• [Source information]:
=-=-=-=-=
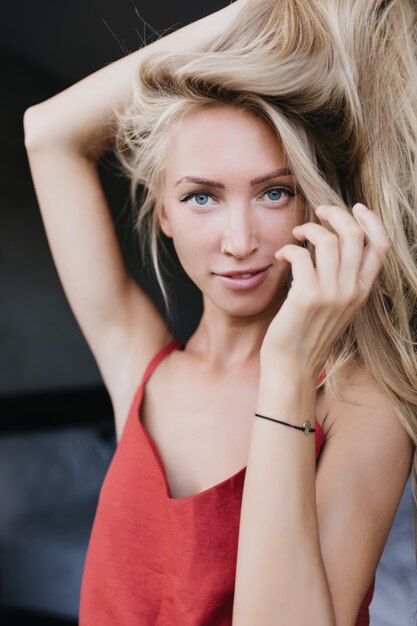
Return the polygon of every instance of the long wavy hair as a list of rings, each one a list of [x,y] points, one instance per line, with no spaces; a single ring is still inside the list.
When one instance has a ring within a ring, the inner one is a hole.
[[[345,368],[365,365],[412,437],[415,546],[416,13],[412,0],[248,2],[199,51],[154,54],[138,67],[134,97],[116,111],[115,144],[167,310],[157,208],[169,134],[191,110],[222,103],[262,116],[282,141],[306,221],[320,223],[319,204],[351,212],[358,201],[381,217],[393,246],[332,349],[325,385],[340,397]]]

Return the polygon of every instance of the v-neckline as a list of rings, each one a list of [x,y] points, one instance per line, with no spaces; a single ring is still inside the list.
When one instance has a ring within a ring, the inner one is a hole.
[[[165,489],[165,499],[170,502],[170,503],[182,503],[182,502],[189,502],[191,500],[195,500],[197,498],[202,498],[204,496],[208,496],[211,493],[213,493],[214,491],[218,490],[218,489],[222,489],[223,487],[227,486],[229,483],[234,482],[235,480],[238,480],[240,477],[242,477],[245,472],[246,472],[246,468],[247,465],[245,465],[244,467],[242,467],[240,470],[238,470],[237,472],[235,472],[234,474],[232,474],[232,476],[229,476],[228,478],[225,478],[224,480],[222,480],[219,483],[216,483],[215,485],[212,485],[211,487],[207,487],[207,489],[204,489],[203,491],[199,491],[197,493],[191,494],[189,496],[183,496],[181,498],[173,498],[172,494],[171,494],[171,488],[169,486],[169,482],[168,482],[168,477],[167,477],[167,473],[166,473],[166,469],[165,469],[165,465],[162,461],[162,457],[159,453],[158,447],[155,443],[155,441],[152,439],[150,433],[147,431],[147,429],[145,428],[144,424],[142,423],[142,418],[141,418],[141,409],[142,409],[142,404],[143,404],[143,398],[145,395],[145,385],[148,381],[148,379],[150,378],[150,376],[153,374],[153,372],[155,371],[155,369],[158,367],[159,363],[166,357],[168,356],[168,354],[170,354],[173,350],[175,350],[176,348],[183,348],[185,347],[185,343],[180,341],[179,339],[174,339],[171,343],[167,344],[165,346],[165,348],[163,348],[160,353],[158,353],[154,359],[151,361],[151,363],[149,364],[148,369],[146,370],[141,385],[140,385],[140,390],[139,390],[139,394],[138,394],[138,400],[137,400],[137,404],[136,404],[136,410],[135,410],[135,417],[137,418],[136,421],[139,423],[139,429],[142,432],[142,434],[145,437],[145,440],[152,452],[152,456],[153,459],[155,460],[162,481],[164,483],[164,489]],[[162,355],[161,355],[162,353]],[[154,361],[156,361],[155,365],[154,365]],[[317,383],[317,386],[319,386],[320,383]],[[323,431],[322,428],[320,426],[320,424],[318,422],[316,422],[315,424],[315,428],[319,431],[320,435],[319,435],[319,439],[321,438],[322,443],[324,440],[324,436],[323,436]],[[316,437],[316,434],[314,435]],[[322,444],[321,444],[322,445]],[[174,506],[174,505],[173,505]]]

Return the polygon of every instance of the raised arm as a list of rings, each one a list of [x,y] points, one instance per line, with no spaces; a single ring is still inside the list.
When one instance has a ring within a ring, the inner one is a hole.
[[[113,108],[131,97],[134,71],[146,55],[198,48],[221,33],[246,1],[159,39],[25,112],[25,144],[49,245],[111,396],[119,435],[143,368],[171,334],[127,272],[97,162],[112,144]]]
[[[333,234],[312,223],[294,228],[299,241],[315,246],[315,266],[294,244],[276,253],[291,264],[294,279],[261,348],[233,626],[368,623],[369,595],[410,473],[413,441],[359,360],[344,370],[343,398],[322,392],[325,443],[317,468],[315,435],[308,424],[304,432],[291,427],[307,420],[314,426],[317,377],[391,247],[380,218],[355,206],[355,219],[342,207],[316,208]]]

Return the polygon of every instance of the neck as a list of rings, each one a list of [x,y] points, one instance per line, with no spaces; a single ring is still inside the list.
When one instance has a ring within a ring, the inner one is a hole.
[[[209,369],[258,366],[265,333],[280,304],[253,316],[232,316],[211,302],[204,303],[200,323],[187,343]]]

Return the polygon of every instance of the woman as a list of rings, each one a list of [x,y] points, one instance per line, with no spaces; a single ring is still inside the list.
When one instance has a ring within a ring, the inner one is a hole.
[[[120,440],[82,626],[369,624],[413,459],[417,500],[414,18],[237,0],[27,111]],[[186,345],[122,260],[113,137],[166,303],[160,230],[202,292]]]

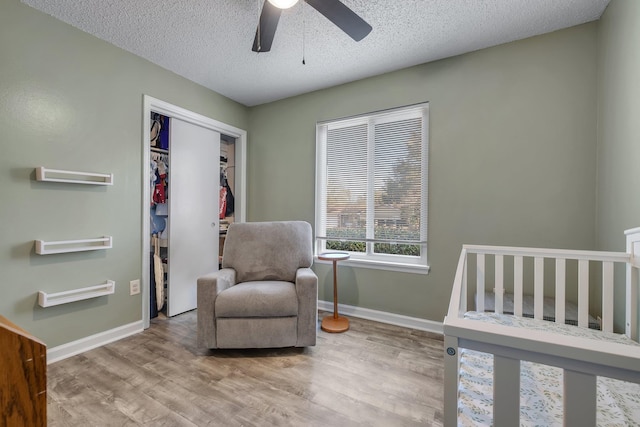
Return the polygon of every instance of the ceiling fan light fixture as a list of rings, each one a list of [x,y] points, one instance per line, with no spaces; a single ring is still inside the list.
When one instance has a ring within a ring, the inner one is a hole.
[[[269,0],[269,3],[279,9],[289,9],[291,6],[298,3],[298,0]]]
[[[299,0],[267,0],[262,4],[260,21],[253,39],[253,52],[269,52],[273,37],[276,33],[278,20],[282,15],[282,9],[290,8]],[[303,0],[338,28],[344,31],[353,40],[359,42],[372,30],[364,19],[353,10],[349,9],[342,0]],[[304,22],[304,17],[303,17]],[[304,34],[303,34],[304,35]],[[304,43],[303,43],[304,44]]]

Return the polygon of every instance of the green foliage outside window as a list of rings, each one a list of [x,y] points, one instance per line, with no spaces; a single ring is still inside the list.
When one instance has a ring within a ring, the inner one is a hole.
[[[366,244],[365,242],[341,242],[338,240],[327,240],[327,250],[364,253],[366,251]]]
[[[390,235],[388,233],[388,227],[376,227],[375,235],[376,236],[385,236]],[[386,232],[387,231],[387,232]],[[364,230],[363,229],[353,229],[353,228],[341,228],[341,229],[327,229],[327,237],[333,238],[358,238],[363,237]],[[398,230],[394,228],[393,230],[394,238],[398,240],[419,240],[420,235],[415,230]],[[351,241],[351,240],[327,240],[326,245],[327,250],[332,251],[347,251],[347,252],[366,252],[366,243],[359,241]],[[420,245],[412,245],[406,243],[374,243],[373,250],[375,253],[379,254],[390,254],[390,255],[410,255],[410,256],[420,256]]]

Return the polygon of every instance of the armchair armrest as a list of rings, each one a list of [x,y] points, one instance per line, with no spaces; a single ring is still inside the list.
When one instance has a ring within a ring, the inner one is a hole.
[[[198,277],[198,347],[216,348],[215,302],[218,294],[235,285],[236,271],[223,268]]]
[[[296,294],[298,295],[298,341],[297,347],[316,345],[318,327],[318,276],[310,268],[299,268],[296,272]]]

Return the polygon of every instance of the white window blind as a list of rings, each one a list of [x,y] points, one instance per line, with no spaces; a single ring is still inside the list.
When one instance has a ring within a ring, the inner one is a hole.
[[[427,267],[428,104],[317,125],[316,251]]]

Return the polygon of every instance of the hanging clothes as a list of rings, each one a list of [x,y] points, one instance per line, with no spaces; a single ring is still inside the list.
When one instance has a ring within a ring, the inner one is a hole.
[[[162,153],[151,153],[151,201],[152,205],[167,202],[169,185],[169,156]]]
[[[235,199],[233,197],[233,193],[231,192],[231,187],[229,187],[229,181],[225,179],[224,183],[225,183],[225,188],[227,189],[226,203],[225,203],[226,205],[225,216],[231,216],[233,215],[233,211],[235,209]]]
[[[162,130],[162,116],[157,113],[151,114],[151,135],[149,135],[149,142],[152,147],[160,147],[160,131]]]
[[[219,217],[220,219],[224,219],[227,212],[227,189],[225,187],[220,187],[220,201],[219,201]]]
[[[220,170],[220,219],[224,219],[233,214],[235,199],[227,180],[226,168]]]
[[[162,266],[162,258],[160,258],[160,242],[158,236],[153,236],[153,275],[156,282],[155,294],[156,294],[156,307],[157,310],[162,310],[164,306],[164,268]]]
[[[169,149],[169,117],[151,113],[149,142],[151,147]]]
=-=-=-=-=
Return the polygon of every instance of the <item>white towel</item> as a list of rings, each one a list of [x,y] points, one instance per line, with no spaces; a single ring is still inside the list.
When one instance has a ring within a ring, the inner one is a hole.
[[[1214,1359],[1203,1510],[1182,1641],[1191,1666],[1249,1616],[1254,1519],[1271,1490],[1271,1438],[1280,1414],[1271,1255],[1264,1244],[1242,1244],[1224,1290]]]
=-=-=-=-=
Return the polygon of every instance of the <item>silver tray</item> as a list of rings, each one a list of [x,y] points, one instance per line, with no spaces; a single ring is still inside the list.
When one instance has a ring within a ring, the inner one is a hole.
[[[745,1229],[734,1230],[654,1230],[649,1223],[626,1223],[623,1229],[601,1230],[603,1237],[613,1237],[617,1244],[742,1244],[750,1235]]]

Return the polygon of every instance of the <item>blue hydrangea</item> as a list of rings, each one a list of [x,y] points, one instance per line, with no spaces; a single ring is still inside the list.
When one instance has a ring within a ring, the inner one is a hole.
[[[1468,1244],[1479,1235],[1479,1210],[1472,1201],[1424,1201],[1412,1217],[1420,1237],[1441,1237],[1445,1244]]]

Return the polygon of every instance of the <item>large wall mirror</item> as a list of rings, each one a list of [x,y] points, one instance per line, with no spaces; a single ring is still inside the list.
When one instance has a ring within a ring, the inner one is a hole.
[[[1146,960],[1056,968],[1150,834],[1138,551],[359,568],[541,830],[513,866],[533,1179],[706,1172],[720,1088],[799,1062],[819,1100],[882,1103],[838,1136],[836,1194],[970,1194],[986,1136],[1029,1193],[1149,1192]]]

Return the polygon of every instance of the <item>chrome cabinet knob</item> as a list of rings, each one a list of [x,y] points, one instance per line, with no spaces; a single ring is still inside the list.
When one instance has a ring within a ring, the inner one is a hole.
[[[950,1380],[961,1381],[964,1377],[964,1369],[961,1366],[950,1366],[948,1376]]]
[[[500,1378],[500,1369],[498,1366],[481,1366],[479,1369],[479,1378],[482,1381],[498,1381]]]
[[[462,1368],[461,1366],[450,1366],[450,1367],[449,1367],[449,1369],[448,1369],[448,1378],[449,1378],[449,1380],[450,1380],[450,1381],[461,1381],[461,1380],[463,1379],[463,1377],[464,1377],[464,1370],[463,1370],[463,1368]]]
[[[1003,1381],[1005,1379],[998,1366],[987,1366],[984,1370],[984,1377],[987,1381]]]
=-=-=-=-=
• [Exercise aim]: Write out every line of the preceding listing that contains "item".

• [Solution to this task]:
Return the polygon of every instance of the <item>white towel</item> as a list of rings, each one a list of [x,y] points, one instance per line, with no spaces; a single ring is still inside the list.
Return the polygon of every instance of the <item>silver tray</item> as a list of rings, each one a list of [x,y] points, one instance per line, with no spaces; a single ring is still inside the list.
Return the polygon of every instance of the <item>blue hydrangea</item> as a list of rings, each one a list of [x,y] points, one instance per line, with no spaces; a single ring is still inside the list.
Return the polygon of every instance of the <item>large wall mirror</item> as a list of rings, each one a list of [x,y] points, one instance per line, with no spaces; a single ring is still inside the list.
Return the polygon of every instance of the <item>chrome cabinet knob</item> as a list of rings, each one a list of [x,y] points, one instance per line, with no spaces; a single ring is still inside the list.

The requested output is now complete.